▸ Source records
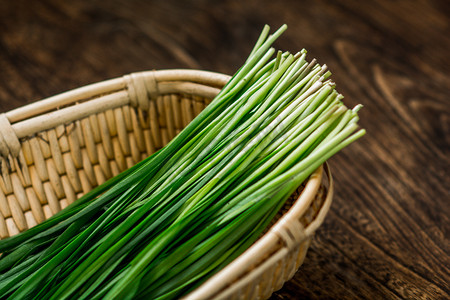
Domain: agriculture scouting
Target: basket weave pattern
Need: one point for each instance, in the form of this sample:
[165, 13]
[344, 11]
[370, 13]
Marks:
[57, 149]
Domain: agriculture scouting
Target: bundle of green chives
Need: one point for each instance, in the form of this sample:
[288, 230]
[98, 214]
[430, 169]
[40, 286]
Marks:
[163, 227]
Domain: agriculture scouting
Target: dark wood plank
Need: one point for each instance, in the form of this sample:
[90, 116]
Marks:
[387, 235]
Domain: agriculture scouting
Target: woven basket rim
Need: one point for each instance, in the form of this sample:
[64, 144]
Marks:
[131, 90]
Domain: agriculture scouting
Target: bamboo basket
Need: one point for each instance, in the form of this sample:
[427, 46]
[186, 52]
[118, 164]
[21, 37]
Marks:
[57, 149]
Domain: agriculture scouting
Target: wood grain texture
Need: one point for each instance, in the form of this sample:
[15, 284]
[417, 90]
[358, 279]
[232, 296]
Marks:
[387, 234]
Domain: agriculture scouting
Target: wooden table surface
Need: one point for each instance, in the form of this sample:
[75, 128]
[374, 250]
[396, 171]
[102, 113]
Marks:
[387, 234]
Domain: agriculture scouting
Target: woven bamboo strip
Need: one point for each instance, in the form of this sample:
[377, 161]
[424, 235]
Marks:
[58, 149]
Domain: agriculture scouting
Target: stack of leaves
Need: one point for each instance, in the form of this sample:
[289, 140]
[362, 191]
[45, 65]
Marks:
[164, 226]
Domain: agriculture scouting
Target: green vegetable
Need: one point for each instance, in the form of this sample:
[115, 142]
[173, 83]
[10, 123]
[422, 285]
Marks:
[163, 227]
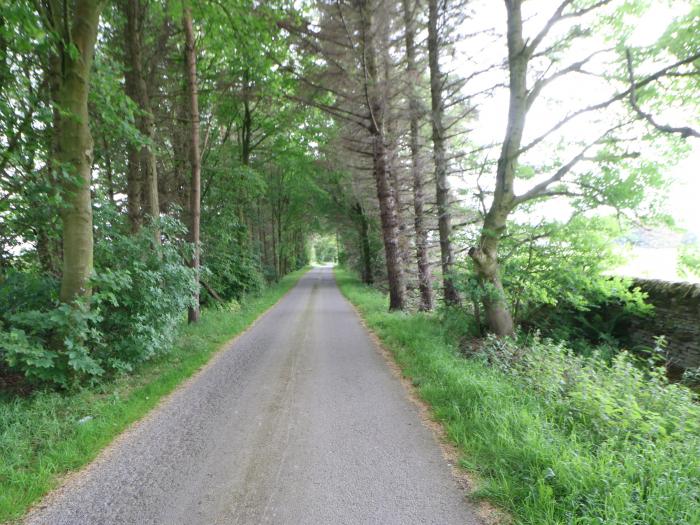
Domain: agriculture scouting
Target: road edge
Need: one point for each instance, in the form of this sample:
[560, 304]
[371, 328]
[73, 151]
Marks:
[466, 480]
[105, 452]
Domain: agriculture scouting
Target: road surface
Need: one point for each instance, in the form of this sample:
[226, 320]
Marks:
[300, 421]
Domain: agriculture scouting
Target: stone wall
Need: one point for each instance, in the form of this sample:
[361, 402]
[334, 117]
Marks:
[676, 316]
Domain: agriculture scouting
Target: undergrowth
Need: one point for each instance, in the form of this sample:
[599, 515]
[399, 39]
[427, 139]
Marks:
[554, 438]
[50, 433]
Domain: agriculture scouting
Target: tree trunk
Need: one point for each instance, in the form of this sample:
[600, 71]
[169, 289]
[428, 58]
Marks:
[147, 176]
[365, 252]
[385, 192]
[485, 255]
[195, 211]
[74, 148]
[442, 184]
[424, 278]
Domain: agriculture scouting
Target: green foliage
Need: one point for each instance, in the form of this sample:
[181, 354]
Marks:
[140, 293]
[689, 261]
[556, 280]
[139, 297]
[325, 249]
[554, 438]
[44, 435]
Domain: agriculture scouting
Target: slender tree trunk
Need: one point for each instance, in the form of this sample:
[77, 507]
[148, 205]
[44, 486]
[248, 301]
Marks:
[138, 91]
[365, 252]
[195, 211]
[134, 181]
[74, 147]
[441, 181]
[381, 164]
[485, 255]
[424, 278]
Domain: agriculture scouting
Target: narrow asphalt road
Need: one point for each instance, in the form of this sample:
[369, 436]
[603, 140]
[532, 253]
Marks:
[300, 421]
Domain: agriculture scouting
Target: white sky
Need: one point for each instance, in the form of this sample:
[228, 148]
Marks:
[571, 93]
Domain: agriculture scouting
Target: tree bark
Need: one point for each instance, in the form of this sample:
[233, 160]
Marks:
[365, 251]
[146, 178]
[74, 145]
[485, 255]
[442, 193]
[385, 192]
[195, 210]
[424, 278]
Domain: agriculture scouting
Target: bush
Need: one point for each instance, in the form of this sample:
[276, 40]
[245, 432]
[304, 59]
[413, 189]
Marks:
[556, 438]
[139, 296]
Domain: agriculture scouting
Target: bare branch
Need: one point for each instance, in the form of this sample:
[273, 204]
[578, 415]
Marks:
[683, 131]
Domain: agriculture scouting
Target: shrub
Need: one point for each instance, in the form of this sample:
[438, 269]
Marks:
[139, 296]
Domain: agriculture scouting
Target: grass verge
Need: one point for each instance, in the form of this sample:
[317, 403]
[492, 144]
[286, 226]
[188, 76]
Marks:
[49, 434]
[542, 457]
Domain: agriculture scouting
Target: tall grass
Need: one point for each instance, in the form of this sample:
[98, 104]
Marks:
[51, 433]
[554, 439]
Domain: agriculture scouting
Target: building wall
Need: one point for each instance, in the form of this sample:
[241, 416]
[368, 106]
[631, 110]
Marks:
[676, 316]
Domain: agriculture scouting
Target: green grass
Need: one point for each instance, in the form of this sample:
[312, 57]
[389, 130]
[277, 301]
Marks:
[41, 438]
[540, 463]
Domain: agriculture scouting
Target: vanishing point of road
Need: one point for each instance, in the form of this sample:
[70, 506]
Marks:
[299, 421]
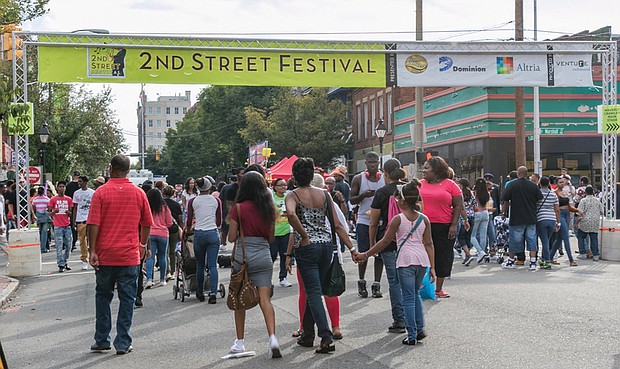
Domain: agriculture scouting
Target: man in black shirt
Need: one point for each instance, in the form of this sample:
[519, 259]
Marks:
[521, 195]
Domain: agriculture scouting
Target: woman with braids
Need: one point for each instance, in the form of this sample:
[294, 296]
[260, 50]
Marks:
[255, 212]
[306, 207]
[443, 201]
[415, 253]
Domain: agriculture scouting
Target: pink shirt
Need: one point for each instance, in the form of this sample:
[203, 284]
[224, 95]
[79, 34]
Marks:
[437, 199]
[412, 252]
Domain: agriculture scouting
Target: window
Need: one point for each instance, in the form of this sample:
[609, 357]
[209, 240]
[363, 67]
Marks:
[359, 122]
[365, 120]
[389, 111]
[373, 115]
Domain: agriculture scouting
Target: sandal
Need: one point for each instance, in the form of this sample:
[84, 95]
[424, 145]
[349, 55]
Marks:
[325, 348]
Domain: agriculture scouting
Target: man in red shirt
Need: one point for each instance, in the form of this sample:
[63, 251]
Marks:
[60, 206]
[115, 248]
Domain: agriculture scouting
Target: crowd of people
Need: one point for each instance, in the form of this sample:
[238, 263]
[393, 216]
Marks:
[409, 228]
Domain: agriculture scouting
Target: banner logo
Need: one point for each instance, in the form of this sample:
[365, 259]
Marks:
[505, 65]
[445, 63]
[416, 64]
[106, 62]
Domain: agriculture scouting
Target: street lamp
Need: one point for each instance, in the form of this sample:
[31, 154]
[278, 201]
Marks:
...
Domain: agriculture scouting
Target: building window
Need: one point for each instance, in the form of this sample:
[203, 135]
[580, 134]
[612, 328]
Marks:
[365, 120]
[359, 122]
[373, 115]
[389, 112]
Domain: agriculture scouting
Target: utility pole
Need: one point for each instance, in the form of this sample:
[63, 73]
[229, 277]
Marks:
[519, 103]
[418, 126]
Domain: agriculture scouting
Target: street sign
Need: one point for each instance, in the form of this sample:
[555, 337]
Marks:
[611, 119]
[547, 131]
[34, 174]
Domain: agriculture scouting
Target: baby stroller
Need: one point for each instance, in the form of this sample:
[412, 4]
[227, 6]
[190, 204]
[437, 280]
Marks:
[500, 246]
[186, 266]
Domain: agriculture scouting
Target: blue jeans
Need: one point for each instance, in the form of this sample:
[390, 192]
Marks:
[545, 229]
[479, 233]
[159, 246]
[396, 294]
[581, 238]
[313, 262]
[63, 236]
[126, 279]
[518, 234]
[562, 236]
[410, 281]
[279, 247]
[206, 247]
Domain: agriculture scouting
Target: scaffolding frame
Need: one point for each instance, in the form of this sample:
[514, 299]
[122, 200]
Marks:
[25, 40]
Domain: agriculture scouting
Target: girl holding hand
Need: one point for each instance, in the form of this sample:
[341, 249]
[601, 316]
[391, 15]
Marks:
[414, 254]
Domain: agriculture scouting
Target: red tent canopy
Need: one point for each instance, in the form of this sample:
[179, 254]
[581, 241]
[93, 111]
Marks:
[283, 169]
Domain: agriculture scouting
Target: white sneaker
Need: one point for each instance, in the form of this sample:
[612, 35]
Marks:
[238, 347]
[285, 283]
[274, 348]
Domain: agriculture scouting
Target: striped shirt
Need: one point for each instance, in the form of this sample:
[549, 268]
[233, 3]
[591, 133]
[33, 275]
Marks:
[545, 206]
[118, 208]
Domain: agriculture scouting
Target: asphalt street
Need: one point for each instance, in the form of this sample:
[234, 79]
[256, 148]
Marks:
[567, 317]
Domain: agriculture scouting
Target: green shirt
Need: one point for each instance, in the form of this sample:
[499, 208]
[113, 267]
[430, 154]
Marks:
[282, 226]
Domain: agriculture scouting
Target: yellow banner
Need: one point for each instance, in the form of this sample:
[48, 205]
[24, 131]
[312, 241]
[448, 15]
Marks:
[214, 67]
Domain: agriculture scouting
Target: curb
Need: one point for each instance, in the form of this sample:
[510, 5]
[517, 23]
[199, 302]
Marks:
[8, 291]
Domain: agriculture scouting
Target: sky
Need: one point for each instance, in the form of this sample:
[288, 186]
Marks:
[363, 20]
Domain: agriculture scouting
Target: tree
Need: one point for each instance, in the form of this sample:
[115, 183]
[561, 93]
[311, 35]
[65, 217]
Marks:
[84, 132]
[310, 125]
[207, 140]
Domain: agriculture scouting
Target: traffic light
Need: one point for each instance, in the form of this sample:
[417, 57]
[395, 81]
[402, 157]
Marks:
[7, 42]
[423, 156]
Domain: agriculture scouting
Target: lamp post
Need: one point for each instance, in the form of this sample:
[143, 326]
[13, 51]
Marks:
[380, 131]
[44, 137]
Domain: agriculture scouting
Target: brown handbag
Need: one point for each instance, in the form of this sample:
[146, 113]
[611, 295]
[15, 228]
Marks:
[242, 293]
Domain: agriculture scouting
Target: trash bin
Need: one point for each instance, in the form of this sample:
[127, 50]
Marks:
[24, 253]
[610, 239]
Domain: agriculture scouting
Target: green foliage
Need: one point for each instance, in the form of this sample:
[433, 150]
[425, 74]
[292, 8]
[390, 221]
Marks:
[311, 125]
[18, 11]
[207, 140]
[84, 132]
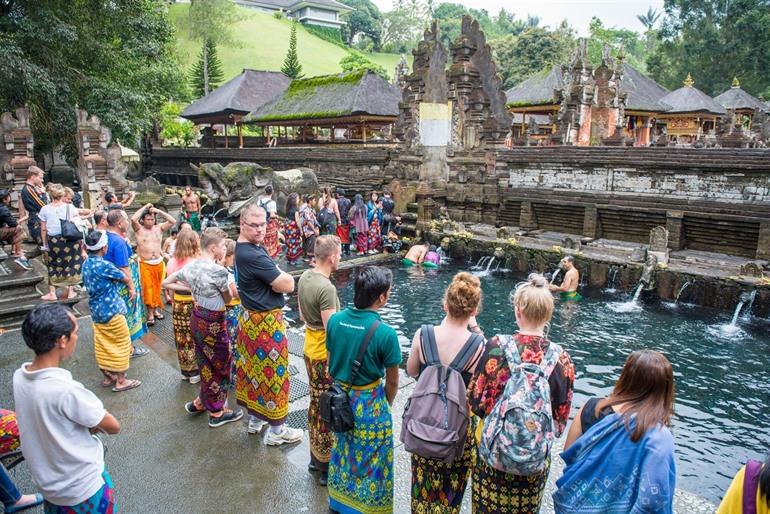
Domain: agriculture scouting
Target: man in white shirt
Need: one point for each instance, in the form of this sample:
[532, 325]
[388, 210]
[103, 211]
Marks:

▸ ABOUT THIS TASK
The lines that mention the word "window" should be pulled from the records above.

▸ OUTPUT FOR THIS EXERCISE
Target: window
Target: building window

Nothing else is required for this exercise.